### [Goal of the exercise]
Reproduce the records below exactly, leaving out any pictures.

### [Supplied material]
====================

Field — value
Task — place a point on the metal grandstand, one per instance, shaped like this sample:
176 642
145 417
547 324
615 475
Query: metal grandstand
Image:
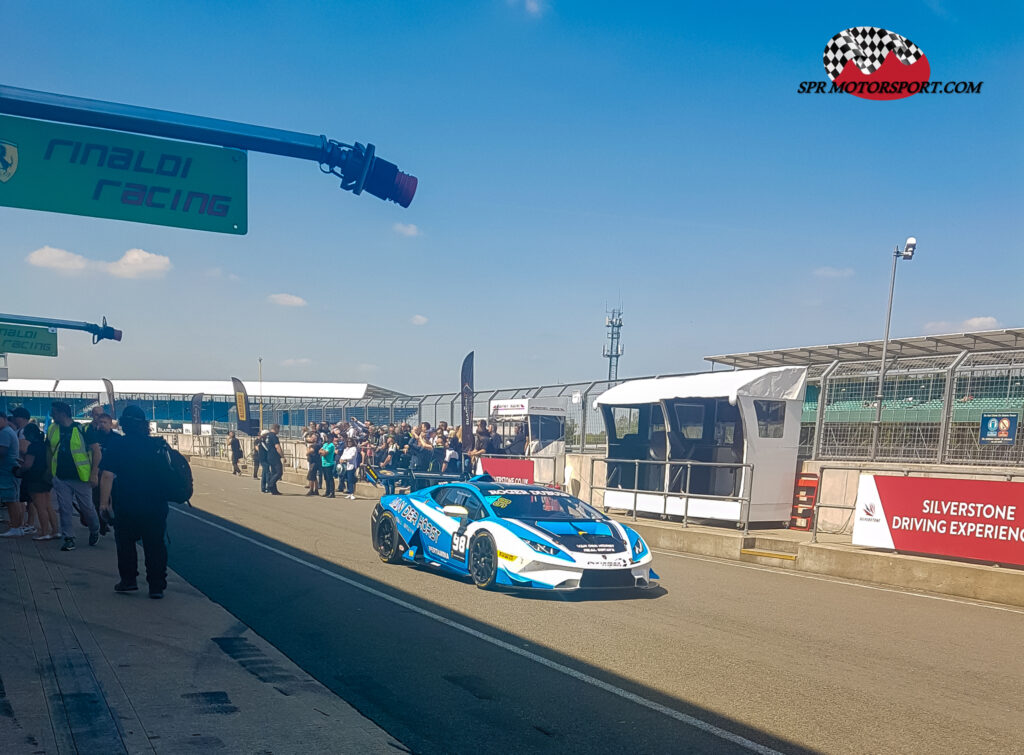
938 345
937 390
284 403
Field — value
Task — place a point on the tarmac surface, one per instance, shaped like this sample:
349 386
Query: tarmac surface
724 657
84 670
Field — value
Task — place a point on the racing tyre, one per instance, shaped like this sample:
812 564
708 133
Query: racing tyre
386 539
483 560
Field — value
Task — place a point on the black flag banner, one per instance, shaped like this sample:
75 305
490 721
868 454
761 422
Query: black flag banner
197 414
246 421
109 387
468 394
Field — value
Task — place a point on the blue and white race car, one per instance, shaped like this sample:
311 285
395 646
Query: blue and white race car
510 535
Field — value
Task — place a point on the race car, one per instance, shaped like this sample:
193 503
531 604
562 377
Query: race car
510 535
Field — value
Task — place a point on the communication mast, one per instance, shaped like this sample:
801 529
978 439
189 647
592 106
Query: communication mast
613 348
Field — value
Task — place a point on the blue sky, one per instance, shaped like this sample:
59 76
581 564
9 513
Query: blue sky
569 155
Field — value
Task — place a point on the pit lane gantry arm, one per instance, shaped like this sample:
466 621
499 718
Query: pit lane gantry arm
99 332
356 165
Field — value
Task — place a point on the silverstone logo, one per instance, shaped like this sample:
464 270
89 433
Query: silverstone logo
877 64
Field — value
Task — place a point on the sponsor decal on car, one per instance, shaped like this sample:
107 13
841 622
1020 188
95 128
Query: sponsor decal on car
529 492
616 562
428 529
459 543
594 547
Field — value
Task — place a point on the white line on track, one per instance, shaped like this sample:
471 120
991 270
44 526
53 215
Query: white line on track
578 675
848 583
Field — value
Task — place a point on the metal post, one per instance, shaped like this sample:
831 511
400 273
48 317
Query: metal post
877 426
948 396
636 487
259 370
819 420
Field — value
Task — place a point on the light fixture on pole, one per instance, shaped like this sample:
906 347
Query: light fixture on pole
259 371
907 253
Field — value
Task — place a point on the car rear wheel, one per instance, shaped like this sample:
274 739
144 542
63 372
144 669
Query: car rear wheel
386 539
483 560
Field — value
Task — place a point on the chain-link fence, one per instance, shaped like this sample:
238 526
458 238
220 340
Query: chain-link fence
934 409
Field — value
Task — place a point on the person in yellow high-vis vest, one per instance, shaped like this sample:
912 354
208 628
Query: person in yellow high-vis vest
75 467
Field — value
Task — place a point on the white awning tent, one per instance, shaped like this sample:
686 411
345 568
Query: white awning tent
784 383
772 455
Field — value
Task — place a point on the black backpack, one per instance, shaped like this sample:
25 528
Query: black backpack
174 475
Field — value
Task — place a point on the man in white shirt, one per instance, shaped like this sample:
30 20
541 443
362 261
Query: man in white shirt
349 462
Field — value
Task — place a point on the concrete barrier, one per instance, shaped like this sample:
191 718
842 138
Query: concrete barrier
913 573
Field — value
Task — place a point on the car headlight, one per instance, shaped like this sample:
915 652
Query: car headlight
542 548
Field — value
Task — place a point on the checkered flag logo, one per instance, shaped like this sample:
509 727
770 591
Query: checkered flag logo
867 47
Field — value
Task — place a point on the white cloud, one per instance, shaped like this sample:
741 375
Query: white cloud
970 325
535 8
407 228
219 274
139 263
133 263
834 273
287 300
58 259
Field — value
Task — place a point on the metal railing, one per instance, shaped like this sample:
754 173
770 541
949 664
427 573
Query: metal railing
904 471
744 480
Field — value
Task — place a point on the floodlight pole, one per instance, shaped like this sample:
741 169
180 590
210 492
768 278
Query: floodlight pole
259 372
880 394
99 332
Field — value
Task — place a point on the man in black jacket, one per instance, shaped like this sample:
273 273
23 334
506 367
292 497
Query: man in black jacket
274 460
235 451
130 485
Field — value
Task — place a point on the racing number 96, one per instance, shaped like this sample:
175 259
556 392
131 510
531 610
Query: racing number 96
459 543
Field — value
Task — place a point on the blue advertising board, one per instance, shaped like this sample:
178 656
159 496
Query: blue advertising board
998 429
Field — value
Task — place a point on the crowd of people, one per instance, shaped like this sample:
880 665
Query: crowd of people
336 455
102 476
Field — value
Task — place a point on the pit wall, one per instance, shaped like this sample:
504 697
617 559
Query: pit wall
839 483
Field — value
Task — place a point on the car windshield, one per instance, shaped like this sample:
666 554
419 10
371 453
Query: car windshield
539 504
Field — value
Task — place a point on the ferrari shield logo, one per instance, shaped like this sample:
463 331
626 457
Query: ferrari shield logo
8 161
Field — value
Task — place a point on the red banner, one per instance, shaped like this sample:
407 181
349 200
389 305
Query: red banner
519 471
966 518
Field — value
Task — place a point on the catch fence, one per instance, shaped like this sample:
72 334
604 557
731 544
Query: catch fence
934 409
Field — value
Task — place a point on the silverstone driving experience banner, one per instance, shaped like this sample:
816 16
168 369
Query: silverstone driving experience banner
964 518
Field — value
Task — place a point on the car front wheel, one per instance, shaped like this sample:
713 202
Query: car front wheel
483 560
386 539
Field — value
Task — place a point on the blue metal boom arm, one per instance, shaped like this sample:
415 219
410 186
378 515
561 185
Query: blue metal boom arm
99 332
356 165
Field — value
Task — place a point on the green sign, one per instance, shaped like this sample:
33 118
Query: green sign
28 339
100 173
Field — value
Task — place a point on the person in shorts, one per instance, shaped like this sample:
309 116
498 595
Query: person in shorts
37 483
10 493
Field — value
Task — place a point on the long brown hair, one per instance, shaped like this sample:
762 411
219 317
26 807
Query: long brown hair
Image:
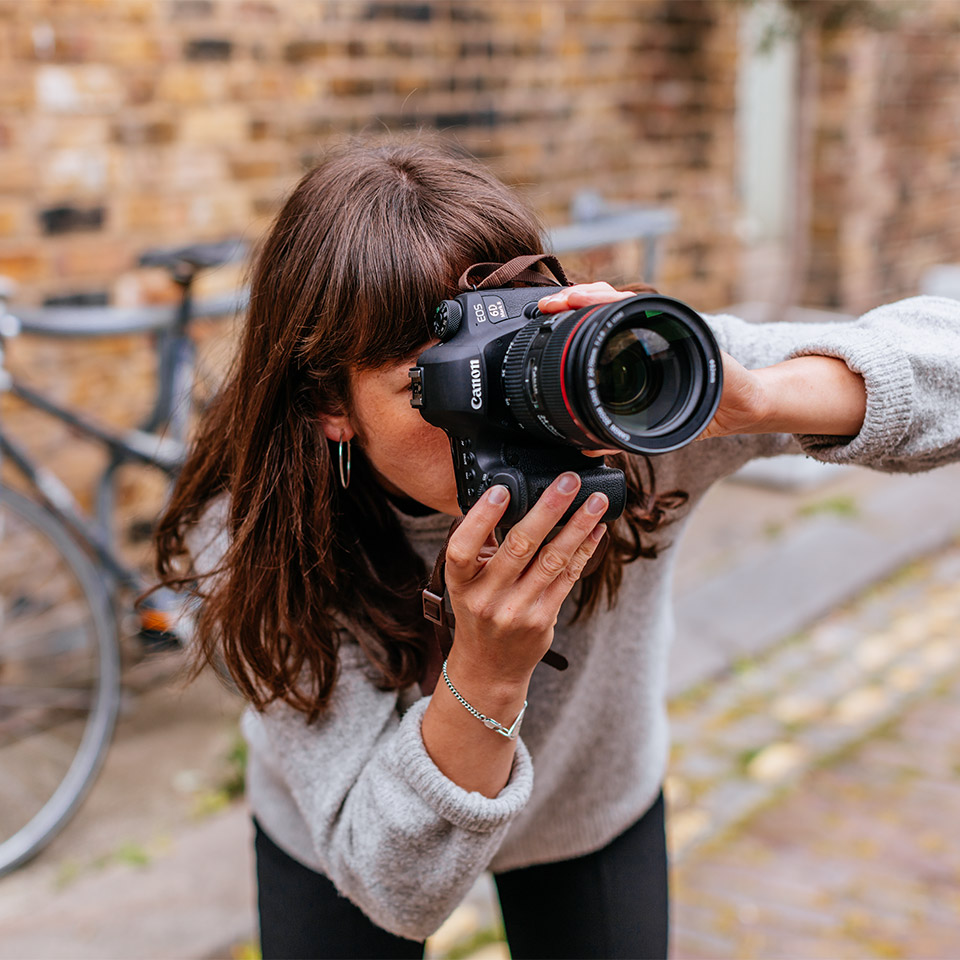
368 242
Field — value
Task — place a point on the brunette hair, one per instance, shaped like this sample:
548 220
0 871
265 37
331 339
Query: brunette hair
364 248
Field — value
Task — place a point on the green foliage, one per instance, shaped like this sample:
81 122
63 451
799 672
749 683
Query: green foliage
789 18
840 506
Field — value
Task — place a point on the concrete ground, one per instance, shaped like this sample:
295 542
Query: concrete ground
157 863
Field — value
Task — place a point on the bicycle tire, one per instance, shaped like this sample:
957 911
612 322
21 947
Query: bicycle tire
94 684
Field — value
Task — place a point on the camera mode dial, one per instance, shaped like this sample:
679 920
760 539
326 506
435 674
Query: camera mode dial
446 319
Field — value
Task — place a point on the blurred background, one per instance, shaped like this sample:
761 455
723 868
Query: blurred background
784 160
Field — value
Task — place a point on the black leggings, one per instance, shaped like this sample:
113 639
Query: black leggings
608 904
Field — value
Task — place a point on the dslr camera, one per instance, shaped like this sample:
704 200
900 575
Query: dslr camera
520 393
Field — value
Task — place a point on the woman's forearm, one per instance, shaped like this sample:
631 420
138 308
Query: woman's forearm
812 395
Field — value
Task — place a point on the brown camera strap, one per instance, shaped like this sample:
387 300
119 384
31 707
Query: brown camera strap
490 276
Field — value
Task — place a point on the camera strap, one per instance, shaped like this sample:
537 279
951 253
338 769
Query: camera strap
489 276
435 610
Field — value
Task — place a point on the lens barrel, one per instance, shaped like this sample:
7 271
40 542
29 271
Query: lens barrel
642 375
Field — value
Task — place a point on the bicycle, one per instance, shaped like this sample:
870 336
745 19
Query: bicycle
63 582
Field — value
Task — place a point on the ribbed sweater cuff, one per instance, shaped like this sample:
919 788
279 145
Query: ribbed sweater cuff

====================

### [Finished exercise]
Field — value
Task — place a point on the metal grandstand, one per instance, shaped like this sample:
176 642
145 417
547 324
615 475
Query: metal grandstand
Image:
938 345
937 390
284 403
Field — value
Task — place a point on the tarmac surface, one per instance, shaped like this sample:
349 386
Query: tarmac surface
724 657
84 670
Field — value
Task — place a point on the racing tyre, one per instance, shaped like this sample:
812 564
708 133
Query: racing tyre
386 539
483 560
Field — value
Task — place a point on the black flag banner, one per instance, shaped like this sample:
75 305
490 721
868 454
761 422
Query: black flag banner
197 414
246 421
109 387
468 394
Field — value
Task — place a point on the blue and white race car, one per instance, shaped like this sample:
311 285
395 646
Query: blue and white race car
510 535
Field — value
Task — place a point on the race car, one per instance, shaped like this sample:
193 503
531 604
562 377
Query: race car
510 535
Field — value
Task — place a point on the communication mast, one per instance, shaped like this sample:
801 529
978 439
189 647
592 106
Query: communication mast
613 348
Field — value
Task — place a point on the blue sky, one per instance, shaped like this sample:
59 76
581 564
9 513
Query: blue sky
569 155
Field — value
Task — place a point on the pit lane gantry arm, one per instance, shaped like this sample:
466 621
499 718
Query: pit lane gantry arm
99 332
356 165
Field — value
Task — place a point on the silverstone logo, one per instance, shaped like this sample:
464 270
89 433
Query: silverstone logo
877 64
Field — value
Task — place a point on the sponsor decal on car, one per instance, shaped like this sample:
107 13
841 622
1020 188
95 128
Query: sponsor decal on car
529 492
616 562
428 529
459 543
594 547
Field — value
Task — place a point on the white line on track, one per instance, shaped like this sample:
471 120
991 270
44 526
53 215
Query: white line on track
578 675
848 583
Field — value
Task — place a point on the metal post, one per instance, shaped like this sample:
831 511
400 273
48 317
Query: metal post
877 426
948 396
636 487
259 370
819 420
Field — value
Task — place a point on the light fixture on pole, one per instance, shaped like this sample:
906 347
Query: light fixture on pole
259 371
907 253
Field — value
Task — place a point on the car rear wheel, one per instance, shaped like this sample:
274 739
144 542
63 372
144 669
Query: car rear wheel
386 539
483 560
Field — value
Task — place a point on the chain-link fence, one per instance, shaped like this sample:
238 526
458 238
220 340
Query: chain-link fence
934 409
Field — value
Task — place a point on the person in yellow high-vis vest, one per instance, shaped like this sample:
912 354
208 628
Query: person in yellow high-vis vest
75 467
Field — value
Task — place a point on the white awning tent, one per instance, shaped like this sample:
686 411
345 568
Query: white awning tent
784 383
772 455
Field — value
Task — place a point on the black backpack, one per instance, shaped like this sample:
25 528
Query: black backpack
174 475
Field — value
Task — place a point on the man in white shirt, one per instance, shaped like this sample:
30 20
541 443
362 261
Query: man in white shirt
349 462
Field — value
Task — place a point on the concrete barrier, one per instance, shaped like this sample:
191 718
842 138
Query: concrete barrier
913 573
Field — value
Task — place a point on the car headlight, one per instance, shaped like this sample:
915 652
Query: car headlight
542 548
Field — value
Task — place a point on the checkered flag logo, one per instance, shaped like this sample:
509 727
770 591
Query: checkered flag logo
867 47
Field — value
Task — place a point on the white cloud, one per instance, shaped like this sample:
741 375
Query: white cloud
970 325
535 8
407 228
219 274
139 263
133 263
834 273
287 300
58 259
Field — value
Task — place a point on the metal railing, one per instance, shaped like this sample:
754 173
770 541
949 664
427 573
Query: metal railing
904 471
744 480
Field — value
Task — place a point on the floodlight pole, one per instance, shaped like this sample:
741 169
180 590
210 492
768 278
Query: floodlight pole
259 372
880 394
99 332
Field — value
Task — place a point on the man in black jacket, one per instance, shaped like this sample:
273 273
23 334
506 367
292 497
Query: man in black jacket
274 460
235 451
130 485
Field — value
Task — place a point on the racing number 96, one per instance, shaped like this sample:
175 259
556 392
131 510
531 610
Query: racing number 96
459 543
Field — value
Task — place a point on the blue advertising board, one per instance, shaped like this sample:
178 656
159 496
Query: blue advertising board
998 429
Field — value
Task — place a point on the crowd of people, one per instance, shaped like this sample:
880 665
Query: crowd of people
336 455
102 476
Field — value
Task — place a point on the pit wall, one per instance, shaped like this sample:
504 697
617 559
Query: pit wall
839 483
Field — value
Task — place a point on the car windshield, one per instance, shaped like this sample:
666 554
419 10
371 453
Query: car windshield
539 504
Field — value
Task — place a point on the ferrari shield logo, one per instance, shaped like this sample:
463 331
626 457
Query: ferrari shield logo
8 161
Field — value
Task — place a point on the red banner, one per instance, shaped like this sample:
407 181
349 200
389 305
Query: red banner
519 471
966 518
Field — value
Task — place a point on the catch fence, one per instance, shaped like this sample:
72 334
604 557
731 544
Query: catch fence
934 409
Field — value
Task — place a point on the silverstone driving experience banner, one per instance, shaped like this sample:
816 16
168 369
Query: silverstone driving experience banner
964 518
Field — value
Task — place a point on the car front wheel, one per instance, shaped like this sample:
713 202
Query: car front wheel
483 560
386 539
Field — value
Task — place a point on the blue metal boom arm, one per instance, shaped like this sample:
415 219
410 186
378 515
561 185
Query: blue metal boom arm
99 332
356 165
Field — value
Task — place a point on the green sign, one per instance, shaped like this sample:
33 118
Query: green sign
28 339
100 173
Field — value
Task — place a point on the person in shorts, one per instance, shaped like this sample:
309 116
498 595
Query: person in shorts
37 483
10 493
Field — value
Task — place a point on the long brown hair, one per instance, shaped like this sample:
762 411
219 317
26 807
Query: long brown hair
Image:
368 242
Field — value
Task — place a point on the brunette hair, one per instance, shaped like this sample:
548 220
0 871
265 37
331 339
Query: brunette hair
364 248
Field — value
Task — place a point on the green foliage, one per instance, shaped like this sample:
81 122
63 451
799 672
749 683
Query: green foliage
789 18
840 506
Field — value
Task — place a point on the concrete ground, one per instance, shaped like this sample:
295 542
Query: concrete ground
157 863
Field — value
Task — place a point on the bicycle tire, one per instance, shaped like this sample:
957 911
612 322
21 947
Query: bicycle tire
94 684
Field — value
Task — place a point on the camera mode dial, one per instance, shaped like this sample:
679 920
760 539
326 506
435 674
Query: camera mode dial
446 319
Field — value
Task — place a point on the blurred background, one per instance, shaped like this sample:
761 455
723 868
Query: blurred background
784 160
Field — value
Task — place a point on the black leggings, one per instance, shaped like this sample:
113 639
Query: black leggings
608 904
Field — value
Task — place a point on the dslr camera, one per instance, shaped like this sample:
704 200
900 575
Query: dslr camera
520 393
Field — value
Task — place a point on the woman's forearm, one per instance, shaped like this sample:
631 420
138 308
Query: woman's forearm
812 395
Field — value
Task — place a point on the brown camera strap, one per instance, shaped like this sample:
387 300
119 384
31 707
Query: brown camera strap
490 276
Field — value
Task — place a point on the camera strap, one per instance, shaped like this sample:
537 279
951 253
338 769
Query: camera strap
489 276
435 610
Field — value
Task — place a point on the lens barrel, one per instance, shaped like this sample:
7 271
40 542
29 271
Query: lens barrel
642 375
Field — value
Task — place a point on the bicycle, one per instance, shaped like this sample:
870 336
745 19
Query: bicycle
63 582
Field — value
Task — place a point on the ribbed sweater cuff, one per instance, shaped like this sample:
919 788
279 145
Query: ribbed sweater cuff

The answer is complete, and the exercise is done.